[Extract to read Boundary: Start]

# Reptilinks



## Mich lady (Jul 26, 2019)

I recently bought reptilinks for my two bearded dragons and my Argentine black and white tegu. Also purchased quail chicks for the tegu. They won't even touch the stuff. I'm disappointed. Thank goodness there is a money back guarantee. Which is why I took a chance on purchasing them. Has anybody had any success feeding this stuff to their reptiles?


----------



## Ivyna J Spyder (Aug 1, 2019)

My tegu loves them. The beardie and skink, not as much.

My redfooted tortoise also loves them, but she will eat _anything _too slow to escape


----------



## twitchster (Dec 2, 2019)

That's too bad. I've been getting the Mega-Blend + Fruits and Veggies for my Tegu (Carlita) for about 6 months. That's basically the only thing she eats now. I was giving chicken gizzards and hearts too but she started getting fat because of them. I do have to say though, they're pretty expensive.


----------



## Barbara Whyman (Dec 11, 2019)

My tegu, blue tongue skink and Timor monitor loves the reptilinks the mega blend blue tongue blend and mini qual for the monitor I am happy I found them it has made feeding them so much easier only my bearded dragon will not eat them


----------

[Extract to read Boundary: End]
[Excerpted data Boundary: Start]

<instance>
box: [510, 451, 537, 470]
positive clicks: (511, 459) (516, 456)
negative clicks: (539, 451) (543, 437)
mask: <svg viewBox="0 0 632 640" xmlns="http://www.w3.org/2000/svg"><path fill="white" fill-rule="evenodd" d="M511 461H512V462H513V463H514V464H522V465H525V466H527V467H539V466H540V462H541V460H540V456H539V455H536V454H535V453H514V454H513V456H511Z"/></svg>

[Excerpted data Boundary: End]

_Tasks for this exercise_.
[1] Give the name of every person who posted in the Reptilinks thread.
[2] Answer these questions from the Reptilinks thread:
(a) What other food did Mich lady buy for the tegu?
(b) What is the name of twitchster's tegu?
(c) Which of Barbara Whyman's animals will not eat Reptilinks?
The records come from a separate source.

_Completed exercise_.
[1]
Mich lady
Ivyna J Spyder
twitchster
Barbara Whyman

[2]
(a) Quail chicks
(b) Carlita
(c) Her bearded dragon